═══ SOURCE DOCUMENT

JS: The last time you were on the podcast, you talked about what first brought you to spiritual practice, and you mentioned going to classes with Sharon at Tibet House. Now that Sharon is joining us, can you tell us about that experience again? How does loving-kindness influence your approach to poetry?
AL: At the risk of embarrassing you, Sharon, I’ll just say you changed my life. You continue to change my life. You’re with me daily. Loving-kindness is still the main meditation that I go to. I do it every day. When I first started meditating, I was desperate to find something, and I looked up and saw you were teaching at the Tibet House. I went for the free classes there, and it just became a practice. In fact, I brought my teacher, Marie Howe, there once, and we practiced together.
One of the great lessons I took away from your teaching was the idea of having some humor as you practice. As you taught, you had so much humor and humanity that I really related to the way you approached the practice, and it allowed for such a welcoming doorway that I could walk through. I’m still so grateful to you and your work and the way you brought loving-kindness into my world and continue to do so for many people. It’s still my main practice.
Sharon Salzberg (SS): Thank you so much. That’s really beautiful, and you’re inspiring me at this moment. One of the themes that emerges in this collection is an awareness of our interconnectedness with all beings, which is certainly something that a loving-kindness practice can bring attention to. So how can poetry cultivate greater awareness of interdependence?
AL: I think poetry, at its core, is about paying attention. When you’re deeply looking at something, you’re loving it. And I think that when you do that, whether it’s with a person or a nonhuman animal or a plant or a tree, it is a way of witnessing and being witnessed and recognizing that we are in this together.
It’s so strange to me that we feel alone. It’s a common feeling, and sometimes I feel so isolated in a particular emotion. But then if you really look around you, there’s no way to be alone. We are on this planet together—I mean, really together. And my work is always interested in that. That is a curiosity that comes up a lot, which is how can we constantly feel isolated when without a doubt we are working and living in tandem with all living beings.
As poets, that’s our job: to look, to notice, to witness, and to find language for it—and to recognize where language fails.
SS: Right, in one of your poems, you write, “We know now, / we were never at the circle’s center.” So how can poetry help us to decenter ourselves and notice all the other life forms living alongside us?
AL: You know, there’s sometimes a misconception that poetry only deals with self and autobiography, and it’s just about the artist’s gaze. But if you spend your life devoted to noticing and to looking, your sense of self begins to dissolve because you’re looking outward, and then you recognize that things are looking back at you, right? There’s the whole idea that birds notice us way before we notice them. They’ve been looking at us this whole time, and then we go, “Oh look, a bird.” I feel like recognizing that comes so naturally once you really start to pay attention. As poets, that’s our job: to look, to notice, to witness, and to find language for it—and to recognize where language fails.

══════

STATED TASK 1: In the interview about poetry and loving-kindness, whom did AL once bring to practice at Tibet House?
STATED TASK 2: Continue the interview about poetry and loving-kindness from its last line.

═══ MATERIAL

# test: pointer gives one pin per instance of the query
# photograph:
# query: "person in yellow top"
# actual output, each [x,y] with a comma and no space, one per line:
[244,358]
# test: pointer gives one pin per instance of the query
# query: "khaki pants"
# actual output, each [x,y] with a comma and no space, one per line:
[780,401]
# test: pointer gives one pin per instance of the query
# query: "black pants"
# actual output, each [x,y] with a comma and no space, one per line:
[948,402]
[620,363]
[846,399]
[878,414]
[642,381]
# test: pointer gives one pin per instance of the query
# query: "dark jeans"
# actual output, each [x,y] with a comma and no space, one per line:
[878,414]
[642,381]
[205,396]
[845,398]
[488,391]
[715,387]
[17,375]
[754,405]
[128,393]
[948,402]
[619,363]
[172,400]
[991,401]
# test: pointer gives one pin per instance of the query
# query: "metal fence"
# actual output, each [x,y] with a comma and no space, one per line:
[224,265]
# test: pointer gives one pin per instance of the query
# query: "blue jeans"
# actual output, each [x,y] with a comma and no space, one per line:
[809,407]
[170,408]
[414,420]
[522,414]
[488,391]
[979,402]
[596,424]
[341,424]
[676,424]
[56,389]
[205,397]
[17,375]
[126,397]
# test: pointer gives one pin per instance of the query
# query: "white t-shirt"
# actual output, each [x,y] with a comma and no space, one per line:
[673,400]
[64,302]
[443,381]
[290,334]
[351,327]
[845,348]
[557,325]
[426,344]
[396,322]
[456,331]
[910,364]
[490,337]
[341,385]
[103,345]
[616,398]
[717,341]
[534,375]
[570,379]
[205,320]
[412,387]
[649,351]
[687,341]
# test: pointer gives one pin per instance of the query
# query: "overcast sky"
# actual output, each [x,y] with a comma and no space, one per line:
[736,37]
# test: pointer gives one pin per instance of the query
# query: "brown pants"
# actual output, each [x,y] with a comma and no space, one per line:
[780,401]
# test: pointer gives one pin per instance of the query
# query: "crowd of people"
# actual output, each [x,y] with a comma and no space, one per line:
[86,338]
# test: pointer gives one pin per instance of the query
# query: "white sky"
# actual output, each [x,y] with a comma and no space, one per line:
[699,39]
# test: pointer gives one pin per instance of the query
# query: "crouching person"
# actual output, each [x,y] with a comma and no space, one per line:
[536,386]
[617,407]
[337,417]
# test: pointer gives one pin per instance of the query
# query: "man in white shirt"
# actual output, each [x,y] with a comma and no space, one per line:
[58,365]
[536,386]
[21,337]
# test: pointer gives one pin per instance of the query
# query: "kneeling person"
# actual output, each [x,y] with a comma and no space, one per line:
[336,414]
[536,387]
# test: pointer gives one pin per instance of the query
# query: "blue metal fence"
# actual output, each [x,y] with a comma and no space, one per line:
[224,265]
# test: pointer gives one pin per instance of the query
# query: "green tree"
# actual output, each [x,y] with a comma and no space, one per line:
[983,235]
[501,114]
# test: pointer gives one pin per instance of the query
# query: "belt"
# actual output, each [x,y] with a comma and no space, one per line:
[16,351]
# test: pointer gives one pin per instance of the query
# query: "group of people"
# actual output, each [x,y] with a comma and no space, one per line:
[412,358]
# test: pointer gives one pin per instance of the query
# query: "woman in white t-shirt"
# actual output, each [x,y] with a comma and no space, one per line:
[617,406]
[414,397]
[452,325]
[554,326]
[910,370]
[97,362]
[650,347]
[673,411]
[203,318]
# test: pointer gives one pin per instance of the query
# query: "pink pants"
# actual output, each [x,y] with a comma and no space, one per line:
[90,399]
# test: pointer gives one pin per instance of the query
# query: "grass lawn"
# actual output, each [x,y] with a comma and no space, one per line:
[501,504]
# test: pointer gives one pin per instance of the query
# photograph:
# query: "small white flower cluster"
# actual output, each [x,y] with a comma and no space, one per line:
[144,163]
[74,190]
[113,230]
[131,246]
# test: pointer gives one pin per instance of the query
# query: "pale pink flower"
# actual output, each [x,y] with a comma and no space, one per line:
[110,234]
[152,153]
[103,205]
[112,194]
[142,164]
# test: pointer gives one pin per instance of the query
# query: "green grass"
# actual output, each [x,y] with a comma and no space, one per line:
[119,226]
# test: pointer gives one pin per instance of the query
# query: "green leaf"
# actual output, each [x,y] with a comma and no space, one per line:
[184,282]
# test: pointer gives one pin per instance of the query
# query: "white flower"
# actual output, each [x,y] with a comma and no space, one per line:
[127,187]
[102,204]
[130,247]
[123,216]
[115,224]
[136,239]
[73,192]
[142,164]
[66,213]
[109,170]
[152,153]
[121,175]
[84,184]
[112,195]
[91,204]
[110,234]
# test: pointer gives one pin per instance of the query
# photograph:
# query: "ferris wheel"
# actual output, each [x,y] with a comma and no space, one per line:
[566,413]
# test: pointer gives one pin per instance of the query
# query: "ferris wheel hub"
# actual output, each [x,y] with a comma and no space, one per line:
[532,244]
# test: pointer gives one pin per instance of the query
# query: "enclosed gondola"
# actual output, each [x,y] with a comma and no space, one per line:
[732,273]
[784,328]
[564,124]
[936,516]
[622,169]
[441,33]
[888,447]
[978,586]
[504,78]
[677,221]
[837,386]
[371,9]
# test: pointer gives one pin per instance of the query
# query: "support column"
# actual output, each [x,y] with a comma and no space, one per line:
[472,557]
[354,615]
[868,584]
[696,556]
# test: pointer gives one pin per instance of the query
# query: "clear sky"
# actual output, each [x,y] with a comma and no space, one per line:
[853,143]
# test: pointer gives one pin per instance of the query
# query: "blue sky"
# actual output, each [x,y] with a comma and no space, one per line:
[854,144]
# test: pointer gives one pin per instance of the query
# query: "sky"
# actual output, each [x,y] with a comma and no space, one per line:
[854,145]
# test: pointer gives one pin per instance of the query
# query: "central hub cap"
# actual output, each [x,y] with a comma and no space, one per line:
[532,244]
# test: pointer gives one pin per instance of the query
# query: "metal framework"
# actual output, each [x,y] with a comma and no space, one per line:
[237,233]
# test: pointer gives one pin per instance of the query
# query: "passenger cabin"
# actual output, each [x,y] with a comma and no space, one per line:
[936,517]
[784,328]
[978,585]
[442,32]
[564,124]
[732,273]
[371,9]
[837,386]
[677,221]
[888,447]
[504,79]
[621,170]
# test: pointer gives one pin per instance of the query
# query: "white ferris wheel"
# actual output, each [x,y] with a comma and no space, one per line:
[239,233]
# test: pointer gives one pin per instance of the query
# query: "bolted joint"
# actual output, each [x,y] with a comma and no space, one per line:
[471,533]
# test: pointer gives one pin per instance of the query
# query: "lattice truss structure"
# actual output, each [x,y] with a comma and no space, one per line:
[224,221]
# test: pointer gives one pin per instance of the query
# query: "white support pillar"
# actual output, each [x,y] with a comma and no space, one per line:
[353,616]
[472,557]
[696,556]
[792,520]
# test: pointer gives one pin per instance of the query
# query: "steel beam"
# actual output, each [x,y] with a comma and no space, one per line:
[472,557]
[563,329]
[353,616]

══════

WRITTEN RESPONSE 1: AL's teacher, Marie Howe.

WRITTEN RESPONSE 2:
I think that the practice of poetry is not unlike meditation, where it allows us to recognize that we’re not at the story’s center. You know, we’re not the hero. We’re part of a journey, and so many people are on that journey. And for me, there’s a surrender there that I resisted when I was younger. It gets easier as I age.
I was just thinking in the shower this morning, “Oh, I need some new clothes, because I’m going to go on book tour.” And then I said, “Well, maybe it’s not my clothes that are the problem. Maybe it’s my body.” And then my mind said, “Or maybe the body’s not the problem. Maybe it’s your mind.” And then of course I started laughing. And I do think that the more you pay attention to your own thoughts, the more absurd it all seems. Just like you have always done in your teachings, Sharon, you have a sense of humor about it. So I think that paying attention offers us much more than we think—it turns out it really helps.
JS: You mentioned Marie Howe, and she talks about how writing poetry is a way of opening up space to listen to the natural world. I wonder if that resonates with your experience as a writer.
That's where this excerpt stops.